> **Work item**: Each line of the data below that includes the string "then" must be copied.

> **Data in this exercise**:
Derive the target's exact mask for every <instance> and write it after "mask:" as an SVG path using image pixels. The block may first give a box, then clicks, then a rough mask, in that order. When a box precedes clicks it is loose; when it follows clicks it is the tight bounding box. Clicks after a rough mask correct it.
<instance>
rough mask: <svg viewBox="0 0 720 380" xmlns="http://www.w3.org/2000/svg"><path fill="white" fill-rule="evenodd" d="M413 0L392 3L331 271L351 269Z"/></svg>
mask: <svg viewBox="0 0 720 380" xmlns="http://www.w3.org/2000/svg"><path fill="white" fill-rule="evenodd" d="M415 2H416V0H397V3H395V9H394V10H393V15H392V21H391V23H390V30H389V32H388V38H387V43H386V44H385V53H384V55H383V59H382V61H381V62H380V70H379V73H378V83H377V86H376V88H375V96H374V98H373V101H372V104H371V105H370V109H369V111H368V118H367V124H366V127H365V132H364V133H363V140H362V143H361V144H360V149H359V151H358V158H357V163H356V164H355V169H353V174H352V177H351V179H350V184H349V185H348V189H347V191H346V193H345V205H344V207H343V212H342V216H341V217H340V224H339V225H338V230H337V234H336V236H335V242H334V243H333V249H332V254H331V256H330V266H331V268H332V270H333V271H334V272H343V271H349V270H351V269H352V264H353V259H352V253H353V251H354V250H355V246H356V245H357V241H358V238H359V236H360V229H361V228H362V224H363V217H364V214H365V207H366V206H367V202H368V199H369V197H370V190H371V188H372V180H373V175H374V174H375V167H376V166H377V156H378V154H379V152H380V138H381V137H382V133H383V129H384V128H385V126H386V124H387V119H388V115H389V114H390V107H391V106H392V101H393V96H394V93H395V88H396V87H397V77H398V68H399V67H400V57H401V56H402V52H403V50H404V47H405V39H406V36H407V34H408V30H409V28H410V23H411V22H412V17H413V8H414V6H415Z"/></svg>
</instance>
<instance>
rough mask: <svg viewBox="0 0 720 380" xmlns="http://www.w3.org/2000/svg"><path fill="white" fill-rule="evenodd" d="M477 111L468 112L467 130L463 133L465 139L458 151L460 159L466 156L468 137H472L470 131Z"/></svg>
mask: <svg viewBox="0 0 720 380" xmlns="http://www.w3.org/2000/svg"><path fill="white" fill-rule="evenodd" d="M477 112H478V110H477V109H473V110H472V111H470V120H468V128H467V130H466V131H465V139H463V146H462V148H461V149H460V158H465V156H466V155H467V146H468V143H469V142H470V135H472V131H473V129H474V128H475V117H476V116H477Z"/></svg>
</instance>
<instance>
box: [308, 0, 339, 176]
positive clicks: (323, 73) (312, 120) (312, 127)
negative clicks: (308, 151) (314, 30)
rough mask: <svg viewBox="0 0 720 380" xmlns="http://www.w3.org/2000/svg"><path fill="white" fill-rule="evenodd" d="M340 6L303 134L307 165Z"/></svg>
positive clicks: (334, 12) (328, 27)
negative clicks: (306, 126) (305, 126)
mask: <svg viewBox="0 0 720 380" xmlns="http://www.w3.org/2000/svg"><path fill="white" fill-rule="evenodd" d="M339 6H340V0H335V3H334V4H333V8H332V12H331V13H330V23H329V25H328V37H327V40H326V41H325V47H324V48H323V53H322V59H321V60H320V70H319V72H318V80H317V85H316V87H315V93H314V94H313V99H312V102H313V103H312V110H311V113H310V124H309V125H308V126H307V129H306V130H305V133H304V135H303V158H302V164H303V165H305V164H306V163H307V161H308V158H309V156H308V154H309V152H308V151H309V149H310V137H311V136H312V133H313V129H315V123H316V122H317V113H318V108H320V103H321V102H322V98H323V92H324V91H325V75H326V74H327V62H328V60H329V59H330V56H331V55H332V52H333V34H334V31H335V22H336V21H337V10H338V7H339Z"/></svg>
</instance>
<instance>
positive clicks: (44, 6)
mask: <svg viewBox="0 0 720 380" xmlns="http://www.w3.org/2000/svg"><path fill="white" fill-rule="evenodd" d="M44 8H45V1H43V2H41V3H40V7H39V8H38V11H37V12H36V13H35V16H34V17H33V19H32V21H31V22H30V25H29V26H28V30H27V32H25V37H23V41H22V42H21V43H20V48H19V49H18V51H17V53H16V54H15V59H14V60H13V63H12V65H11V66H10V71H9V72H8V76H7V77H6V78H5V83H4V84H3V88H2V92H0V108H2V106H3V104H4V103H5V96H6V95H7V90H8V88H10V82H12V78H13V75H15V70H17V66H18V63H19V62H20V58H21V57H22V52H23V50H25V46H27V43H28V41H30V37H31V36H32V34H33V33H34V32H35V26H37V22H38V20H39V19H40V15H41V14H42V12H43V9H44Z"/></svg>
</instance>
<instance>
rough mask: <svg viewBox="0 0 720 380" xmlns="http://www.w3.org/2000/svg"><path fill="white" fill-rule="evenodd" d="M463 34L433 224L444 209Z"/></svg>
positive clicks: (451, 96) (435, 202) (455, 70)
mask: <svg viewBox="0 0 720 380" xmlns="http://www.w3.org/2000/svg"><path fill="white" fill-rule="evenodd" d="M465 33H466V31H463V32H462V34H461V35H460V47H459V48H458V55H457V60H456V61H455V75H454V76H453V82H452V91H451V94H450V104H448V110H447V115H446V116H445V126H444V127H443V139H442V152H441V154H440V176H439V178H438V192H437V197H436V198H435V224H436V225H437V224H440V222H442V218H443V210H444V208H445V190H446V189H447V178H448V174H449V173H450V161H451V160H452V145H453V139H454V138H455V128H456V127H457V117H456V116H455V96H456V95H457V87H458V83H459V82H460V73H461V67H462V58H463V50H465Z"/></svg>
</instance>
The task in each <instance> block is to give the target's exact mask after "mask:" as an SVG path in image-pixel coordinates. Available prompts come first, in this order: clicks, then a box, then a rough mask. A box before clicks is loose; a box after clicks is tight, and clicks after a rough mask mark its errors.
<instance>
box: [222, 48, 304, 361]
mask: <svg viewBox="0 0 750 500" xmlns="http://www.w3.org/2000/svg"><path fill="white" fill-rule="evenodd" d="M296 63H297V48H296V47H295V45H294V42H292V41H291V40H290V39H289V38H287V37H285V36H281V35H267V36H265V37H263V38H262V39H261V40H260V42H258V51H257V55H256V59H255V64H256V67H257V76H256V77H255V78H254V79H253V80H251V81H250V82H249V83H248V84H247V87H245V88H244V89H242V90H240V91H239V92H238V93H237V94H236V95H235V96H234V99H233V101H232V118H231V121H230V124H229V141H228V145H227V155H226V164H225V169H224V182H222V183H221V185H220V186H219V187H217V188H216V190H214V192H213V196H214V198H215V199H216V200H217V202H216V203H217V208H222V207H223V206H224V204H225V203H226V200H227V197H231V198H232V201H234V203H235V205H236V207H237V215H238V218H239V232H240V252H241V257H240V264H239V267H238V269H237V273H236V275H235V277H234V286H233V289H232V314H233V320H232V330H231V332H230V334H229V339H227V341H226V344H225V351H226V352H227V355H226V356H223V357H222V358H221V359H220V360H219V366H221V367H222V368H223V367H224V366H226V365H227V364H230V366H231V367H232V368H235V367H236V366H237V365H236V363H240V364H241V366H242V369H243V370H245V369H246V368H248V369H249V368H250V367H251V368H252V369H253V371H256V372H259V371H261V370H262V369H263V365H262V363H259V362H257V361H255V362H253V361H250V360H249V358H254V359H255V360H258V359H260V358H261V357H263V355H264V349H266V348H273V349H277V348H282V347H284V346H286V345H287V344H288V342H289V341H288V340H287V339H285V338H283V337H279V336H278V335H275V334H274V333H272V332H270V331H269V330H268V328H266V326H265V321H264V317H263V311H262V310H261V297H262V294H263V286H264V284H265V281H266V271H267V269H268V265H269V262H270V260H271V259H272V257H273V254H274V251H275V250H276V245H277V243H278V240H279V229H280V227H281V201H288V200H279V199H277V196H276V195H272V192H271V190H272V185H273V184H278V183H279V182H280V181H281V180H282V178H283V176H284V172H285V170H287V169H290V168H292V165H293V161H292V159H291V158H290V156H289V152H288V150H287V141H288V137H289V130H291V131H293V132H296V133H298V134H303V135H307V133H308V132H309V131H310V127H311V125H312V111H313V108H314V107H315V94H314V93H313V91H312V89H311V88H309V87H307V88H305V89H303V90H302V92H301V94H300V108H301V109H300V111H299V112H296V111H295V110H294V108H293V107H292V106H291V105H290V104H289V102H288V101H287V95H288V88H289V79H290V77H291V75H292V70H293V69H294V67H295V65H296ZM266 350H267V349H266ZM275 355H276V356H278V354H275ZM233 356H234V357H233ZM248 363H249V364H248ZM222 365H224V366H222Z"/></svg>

> **Response for this exercise**:
Derive the target's exact mask for every <instance> and write it after "mask:" as an SVG path using image pixels. The block may first give a box, then clicks, then a rough mask, in that order. When a box precedes clicks it is loose; when it follows clicks it is the tight bounding box. Clicks after a rough mask correct it.
The task in each <instance> block is to give the target's exact mask after "mask:" as an SVG path in image-pixel coordinates. Available prompts come first, in this order: clicks, then a box, then a rough mask. A box before clicks is loose; a box after clicks is tight, and clicks after a rough mask mark its errors.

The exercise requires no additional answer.